Copy out each line from the material where the word "case" is found.

Source information START

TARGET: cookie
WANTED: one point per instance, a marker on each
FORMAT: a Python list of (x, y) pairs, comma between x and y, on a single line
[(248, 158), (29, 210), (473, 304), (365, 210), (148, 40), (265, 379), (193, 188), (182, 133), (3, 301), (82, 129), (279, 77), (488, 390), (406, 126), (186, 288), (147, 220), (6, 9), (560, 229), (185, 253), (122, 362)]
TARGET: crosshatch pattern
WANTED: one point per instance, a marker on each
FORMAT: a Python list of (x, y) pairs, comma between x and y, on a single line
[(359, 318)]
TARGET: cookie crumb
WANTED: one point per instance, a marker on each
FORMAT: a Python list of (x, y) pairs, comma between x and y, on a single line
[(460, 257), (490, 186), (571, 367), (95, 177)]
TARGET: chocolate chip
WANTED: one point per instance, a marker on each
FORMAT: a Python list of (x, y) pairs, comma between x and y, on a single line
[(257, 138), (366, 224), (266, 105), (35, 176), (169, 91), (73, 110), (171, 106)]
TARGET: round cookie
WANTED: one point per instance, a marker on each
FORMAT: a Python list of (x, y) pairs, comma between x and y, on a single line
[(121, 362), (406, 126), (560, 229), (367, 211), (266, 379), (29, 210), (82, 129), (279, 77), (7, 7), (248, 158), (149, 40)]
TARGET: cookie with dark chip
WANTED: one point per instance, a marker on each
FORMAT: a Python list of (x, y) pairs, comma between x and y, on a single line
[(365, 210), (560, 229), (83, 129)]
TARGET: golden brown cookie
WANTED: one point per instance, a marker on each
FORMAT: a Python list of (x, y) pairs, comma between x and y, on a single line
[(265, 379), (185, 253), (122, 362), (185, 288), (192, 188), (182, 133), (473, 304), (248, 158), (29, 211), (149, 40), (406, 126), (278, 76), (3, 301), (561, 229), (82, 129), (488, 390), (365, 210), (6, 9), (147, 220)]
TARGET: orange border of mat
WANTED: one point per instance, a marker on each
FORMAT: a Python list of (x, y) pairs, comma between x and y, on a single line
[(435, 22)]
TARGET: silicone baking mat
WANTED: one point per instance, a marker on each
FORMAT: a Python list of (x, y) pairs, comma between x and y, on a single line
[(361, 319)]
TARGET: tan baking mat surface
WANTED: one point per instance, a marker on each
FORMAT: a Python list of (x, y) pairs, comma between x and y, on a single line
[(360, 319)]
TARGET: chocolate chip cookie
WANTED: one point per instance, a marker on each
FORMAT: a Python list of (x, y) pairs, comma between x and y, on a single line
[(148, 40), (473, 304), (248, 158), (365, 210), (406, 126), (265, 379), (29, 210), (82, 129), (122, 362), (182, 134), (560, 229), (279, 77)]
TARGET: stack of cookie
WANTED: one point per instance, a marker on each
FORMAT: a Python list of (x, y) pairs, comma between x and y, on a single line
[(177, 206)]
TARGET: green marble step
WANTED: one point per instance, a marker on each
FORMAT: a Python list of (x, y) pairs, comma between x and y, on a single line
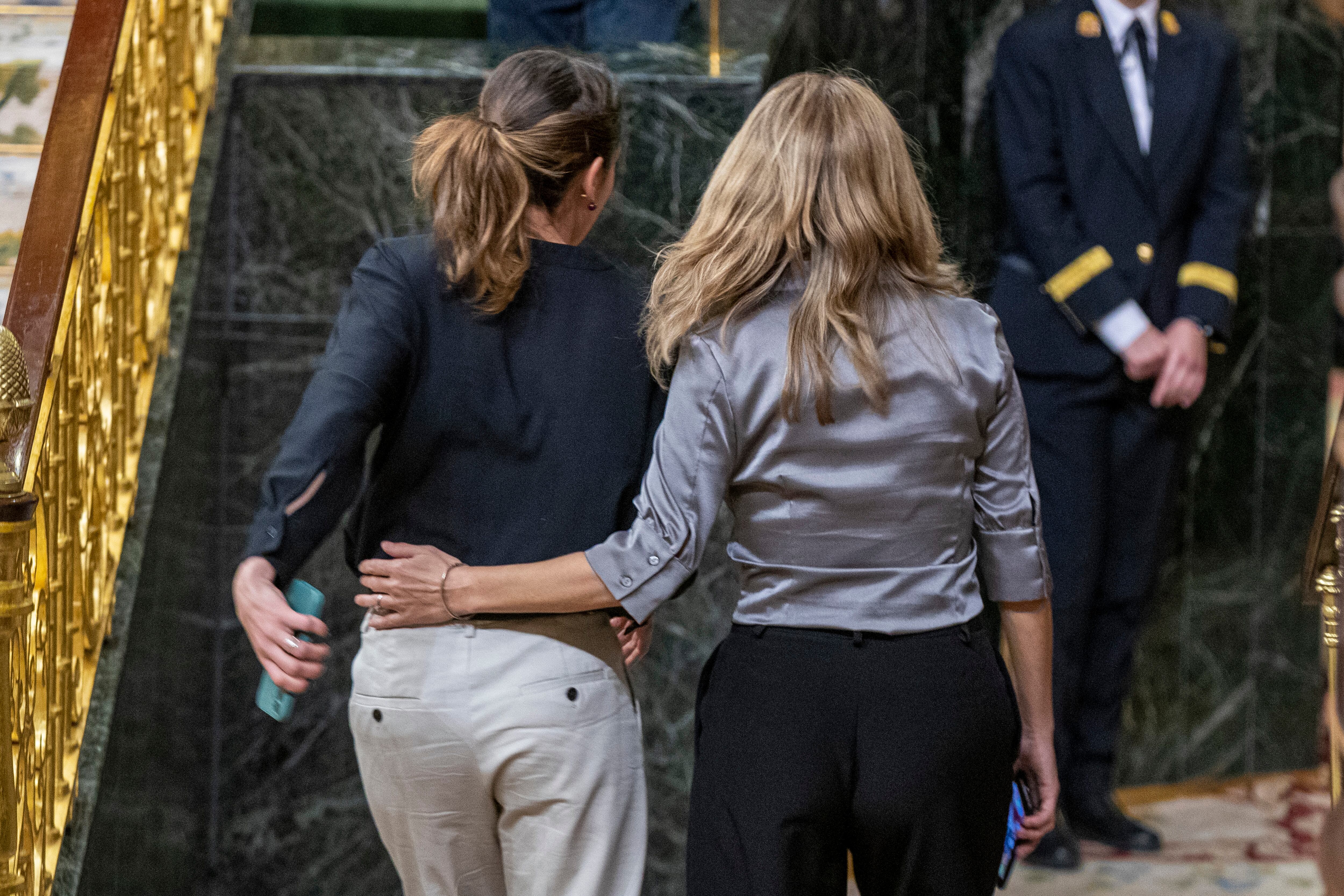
[(373, 18)]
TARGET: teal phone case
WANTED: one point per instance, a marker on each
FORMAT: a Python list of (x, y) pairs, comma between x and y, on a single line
[(307, 600)]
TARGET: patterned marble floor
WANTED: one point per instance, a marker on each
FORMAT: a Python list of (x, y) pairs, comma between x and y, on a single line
[(1256, 836)]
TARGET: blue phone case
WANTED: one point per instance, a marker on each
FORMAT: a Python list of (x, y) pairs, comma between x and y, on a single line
[(1017, 812), (307, 600)]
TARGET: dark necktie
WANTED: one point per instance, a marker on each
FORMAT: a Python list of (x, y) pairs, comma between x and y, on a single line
[(1139, 38)]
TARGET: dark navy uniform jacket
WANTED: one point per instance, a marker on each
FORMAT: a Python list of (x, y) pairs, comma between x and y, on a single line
[(1093, 222)]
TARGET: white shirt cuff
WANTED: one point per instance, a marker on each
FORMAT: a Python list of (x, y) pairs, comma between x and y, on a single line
[(1121, 327)]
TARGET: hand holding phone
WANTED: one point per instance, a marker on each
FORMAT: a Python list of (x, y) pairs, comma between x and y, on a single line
[(276, 703)]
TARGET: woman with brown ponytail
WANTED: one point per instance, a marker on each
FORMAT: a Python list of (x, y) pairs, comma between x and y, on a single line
[(502, 362)]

Source information END

▸ Written answer:
TARGET: teal phone case
TARGET: blue phone case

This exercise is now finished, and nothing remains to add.